- DATA FOR THE TASK -
** BEGIN **

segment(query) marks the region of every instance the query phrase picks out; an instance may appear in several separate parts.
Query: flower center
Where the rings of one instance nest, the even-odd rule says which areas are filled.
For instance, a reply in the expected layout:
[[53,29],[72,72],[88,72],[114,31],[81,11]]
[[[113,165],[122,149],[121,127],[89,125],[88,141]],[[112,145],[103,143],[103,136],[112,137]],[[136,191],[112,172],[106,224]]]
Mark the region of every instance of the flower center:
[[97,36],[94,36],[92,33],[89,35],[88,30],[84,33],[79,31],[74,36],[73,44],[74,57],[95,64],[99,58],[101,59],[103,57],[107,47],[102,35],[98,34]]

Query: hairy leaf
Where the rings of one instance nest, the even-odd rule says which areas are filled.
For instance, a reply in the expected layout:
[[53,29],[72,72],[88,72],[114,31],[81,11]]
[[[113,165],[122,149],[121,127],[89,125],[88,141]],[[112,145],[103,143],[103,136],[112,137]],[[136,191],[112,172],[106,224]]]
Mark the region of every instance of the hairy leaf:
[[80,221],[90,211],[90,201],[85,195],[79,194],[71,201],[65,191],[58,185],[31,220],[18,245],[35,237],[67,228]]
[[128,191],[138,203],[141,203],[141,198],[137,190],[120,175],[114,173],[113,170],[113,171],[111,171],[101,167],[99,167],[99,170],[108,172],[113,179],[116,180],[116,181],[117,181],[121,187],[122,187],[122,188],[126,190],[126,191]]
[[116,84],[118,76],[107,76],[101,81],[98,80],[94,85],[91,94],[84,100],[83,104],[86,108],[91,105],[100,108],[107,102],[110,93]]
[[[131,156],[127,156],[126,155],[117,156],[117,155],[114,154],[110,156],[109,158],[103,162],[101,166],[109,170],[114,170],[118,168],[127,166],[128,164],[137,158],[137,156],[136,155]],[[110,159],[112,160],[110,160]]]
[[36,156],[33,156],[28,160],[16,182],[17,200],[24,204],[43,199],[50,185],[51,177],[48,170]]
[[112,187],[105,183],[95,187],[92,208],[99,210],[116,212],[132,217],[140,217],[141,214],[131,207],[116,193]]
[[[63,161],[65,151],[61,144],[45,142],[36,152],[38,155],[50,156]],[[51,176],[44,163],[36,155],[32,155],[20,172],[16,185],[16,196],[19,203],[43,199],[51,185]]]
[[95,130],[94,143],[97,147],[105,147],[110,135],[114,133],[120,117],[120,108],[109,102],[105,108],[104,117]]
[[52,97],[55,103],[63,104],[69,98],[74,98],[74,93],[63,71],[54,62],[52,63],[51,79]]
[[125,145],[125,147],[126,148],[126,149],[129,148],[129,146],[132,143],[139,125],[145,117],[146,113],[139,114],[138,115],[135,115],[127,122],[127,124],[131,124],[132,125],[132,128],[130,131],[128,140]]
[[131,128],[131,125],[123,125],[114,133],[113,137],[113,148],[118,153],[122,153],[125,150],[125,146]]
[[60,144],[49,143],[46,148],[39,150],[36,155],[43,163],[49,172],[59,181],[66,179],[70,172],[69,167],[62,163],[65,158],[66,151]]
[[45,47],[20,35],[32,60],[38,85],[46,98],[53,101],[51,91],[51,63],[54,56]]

** END **

- WHAT YOU SHOULD DO -
Can you write out every line of the entries above, reproducing each character as it stands?

- FINISHED ANSWER -
segment(query) marks the region of every instance the query phrase picks out; an instance may appear in several separate parts.
Query: flower center
Where the rings of one instance nest, the even-odd rule says which areas are filled.
For instance, a reply in the expected layout:
[[53,29],[72,72],[88,72],[114,31],[81,11]]
[[[113,165],[122,149],[121,127],[89,125],[88,141]],[[112,145],[103,143],[103,136],[112,137]],[[136,191],[112,172],[106,224]]]
Mark the region of every instance of the flower center:
[[97,36],[94,36],[92,33],[89,35],[88,30],[84,33],[79,31],[74,36],[73,44],[74,57],[95,64],[99,58],[101,59],[103,57],[107,47],[102,35],[98,34]]

Query: hairy leaf
Where the rings of one instance nest, the even-odd rule says which areas are filled.
For instance, a reply in the expected layout:
[[53,29],[72,72],[88,72],[114,31],[81,11]]
[[[113,165],[122,149],[121,127],[89,125],[88,141]],[[112,145],[103,143],[103,136],[112,137]],[[136,191],[112,172],[106,224]]]
Mark the region of every instance of the hairy leaf:
[[80,221],[90,211],[90,201],[85,195],[79,194],[71,201],[65,191],[58,185],[31,220],[18,245],[35,237],[67,228]]
[[128,191],[138,203],[141,203],[141,198],[137,190],[120,175],[114,173],[113,170],[113,171],[111,171],[101,167],[99,167],[99,170],[108,172],[113,179],[116,180],[116,181],[117,181],[121,187],[122,187],[122,188],[126,190],[126,191]]
[[116,84],[118,76],[107,76],[101,81],[98,80],[94,85],[91,94],[84,100],[83,104],[86,108],[91,105],[100,108],[107,102],[110,93]]
[[[131,156],[127,156],[126,155],[117,156],[117,155],[114,154],[110,156],[109,158],[103,162],[101,166],[109,170],[114,170],[118,168],[127,166],[128,164],[137,158],[137,156],[136,155]],[[110,159],[112,160],[110,160]]]
[[36,156],[33,156],[28,160],[16,182],[17,200],[24,204],[43,199],[50,185],[51,177],[48,170]]
[[112,187],[105,183],[95,187],[92,208],[99,210],[116,212],[132,217],[140,217],[141,214],[131,207],[116,193]]
[[[63,161],[65,151],[61,144],[45,142],[36,152],[38,155],[50,156]],[[51,176],[44,163],[36,155],[32,155],[20,172],[16,185],[16,196],[19,203],[43,199],[51,185]]]
[[95,130],[94,143],[97,147],[105,147],[110,135],[114,133],[120,117],[120,108],[109,102],[105,108],[104,117]]
[[52,97],[55,103],[63,104],[69,98],[74,98],[74,93],[63,71],[54,62],[52,63],[51,79]]
[[125,145],[125,147],[126,148],[126,149],[129,148],[129,146],[132,143],[139,125],[145,117],[146,113],[139,114],[138,115],[135,115],[127,122],[127,124],[131,124],[132,125],[132,128],[130,131],[128,140]]
[[131,128],[131,125],[123,125],[114,133],[113,137],[113,148],[118,153],[122,153],[125,150],[125,146]]
[[60,144],[49,143],[46,148],[39,150],[36,155],[43,163],[49,172],[59,181],[66,179],[70,172],[69,167],[62,163],[65,158],[66,151]]
[[45,47],[20,35],[32,60],[38,85],[46,98],[53,101],[51,91],[51,63],[54,56]]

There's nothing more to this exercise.